++++ Material for this exercise ++++
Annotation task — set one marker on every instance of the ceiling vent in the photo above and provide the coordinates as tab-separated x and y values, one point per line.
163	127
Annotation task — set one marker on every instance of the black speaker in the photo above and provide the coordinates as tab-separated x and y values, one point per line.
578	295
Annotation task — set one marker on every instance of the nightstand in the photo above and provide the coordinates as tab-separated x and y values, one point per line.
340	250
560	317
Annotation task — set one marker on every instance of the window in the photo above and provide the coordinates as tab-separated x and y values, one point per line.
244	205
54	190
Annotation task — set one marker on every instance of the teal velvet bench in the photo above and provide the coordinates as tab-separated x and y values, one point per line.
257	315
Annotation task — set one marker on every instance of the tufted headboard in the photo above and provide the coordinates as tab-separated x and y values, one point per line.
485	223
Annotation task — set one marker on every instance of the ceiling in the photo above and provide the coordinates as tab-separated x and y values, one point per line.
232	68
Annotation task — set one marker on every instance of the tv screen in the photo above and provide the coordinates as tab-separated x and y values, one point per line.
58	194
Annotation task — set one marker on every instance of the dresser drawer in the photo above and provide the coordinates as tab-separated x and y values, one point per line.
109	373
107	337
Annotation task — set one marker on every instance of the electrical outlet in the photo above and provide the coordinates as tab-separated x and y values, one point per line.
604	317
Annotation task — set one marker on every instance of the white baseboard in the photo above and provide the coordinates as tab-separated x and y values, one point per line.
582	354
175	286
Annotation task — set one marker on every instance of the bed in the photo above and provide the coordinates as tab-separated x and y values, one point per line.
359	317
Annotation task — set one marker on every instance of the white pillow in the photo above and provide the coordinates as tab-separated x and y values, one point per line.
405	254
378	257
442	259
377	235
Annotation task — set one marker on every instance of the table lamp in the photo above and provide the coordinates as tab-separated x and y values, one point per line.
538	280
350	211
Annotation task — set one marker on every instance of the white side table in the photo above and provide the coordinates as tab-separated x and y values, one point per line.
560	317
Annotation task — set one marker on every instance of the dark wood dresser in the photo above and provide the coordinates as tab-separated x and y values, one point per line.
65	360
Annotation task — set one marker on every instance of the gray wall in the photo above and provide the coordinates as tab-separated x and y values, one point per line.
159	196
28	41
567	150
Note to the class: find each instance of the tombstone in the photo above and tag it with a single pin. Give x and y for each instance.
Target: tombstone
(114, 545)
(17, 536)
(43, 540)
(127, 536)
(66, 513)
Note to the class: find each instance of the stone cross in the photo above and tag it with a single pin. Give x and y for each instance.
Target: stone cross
++++
*Exercise directions:* Give back all of the data exactly, with every line intact.

*Written answer:*
Annotation task — set one marker on every instance of the ceiling vent in the photo above and provide the coordinates as tab-separated x and y values, one point per line.
163	127
Annotation task — set one marker on every instance of the black speaker in the photo above and provide the coordinates as tab-separated x and y values, one point per line.
578	295
Annotation task — set one marker on every instance of the nightstand in the photo above and provide the coordinates as tab-separated x and y values, one point per line.
340	250
560	317
Annotation task — set one marker on every instance of the window in the photo above and provide the coordinates as tab-separated x and y values, one point per line.
244	205
54	190
Annotation task — set one marker on every instance of the teal velvet bench in the photo above and provide the coordinates as tab-separated x and y values, one point per line.
257	315
Annotation task — set one marker on every instance of the tufted headboard in the photo above and provide the coordinates as tab-separated x and y values, one point per line.
485	223
Annotation task — set one marker on every instance of the ceiling in the photo above and provide the coordinates as tab-separated x and y values, one point per line.
232	68
Annotation task — set one marker on every instance of the tv screen in the photo above and provide the coordinates as tab-separated x and y values, one point per line.
58	194
Annotation task — set one marker on every instance of the dresser drawer in the photo above and provide the coordinates as tab-separated x and y values, one point per line.
109	373
107	337
Annotation task — set one marker on every instance of the electrical outlet in the photo above and provide the coordinates as tab-separated x and y values, one point per line.
604	317
Annotation task — set one marker on every instance of the white baseboard in the photo above and provide the coordinates as tab-separated x and y values, one point per line.
582	354
175	286
Annotation task — set one marker on every instance of the bed in the photo above and provide the coordinates as tab-separated x and y values, one point per line.
359	317
Annotation task — set one marker on every instance of the white pillow in the photo above and provide the coordinates as tab-separated x and y values, one point per line.
405	254
378	257
442	259
377	235
Annotation task — set one marker on every instance of the table lamp in the photo above and provide the coordinates as tab-separated x and y values, one point per line.
538	280
350	211
Annotation task — set one marker on every instance of the white side table in the photo above and provide the coordinates as tab-separated x and y values, one point per line.
560	317
Annotation task — set one marker on every instance of the dark wood dresser in the photo above and provide the coordinates as tab-separated x and y values, one point per line.
65	360
Annotation task — set one marker on every instance of the gray wall in the photo above and provide the coordinates as tab-separated x and y values, one point per line.
159	196
28	41
567	150
Note to the class: find each instance of the tombstone in the photo above and tag it with a single pin. Give x and y for each instance.
Target: tombstone
(114, 545)
(17, 536)
(43, 540)
(127, 536)
(66, 513)
Note to the class: find each instance of the stone cross in the photo above and tag it with a single pin. Give x and y for each instance.
Target: stone cross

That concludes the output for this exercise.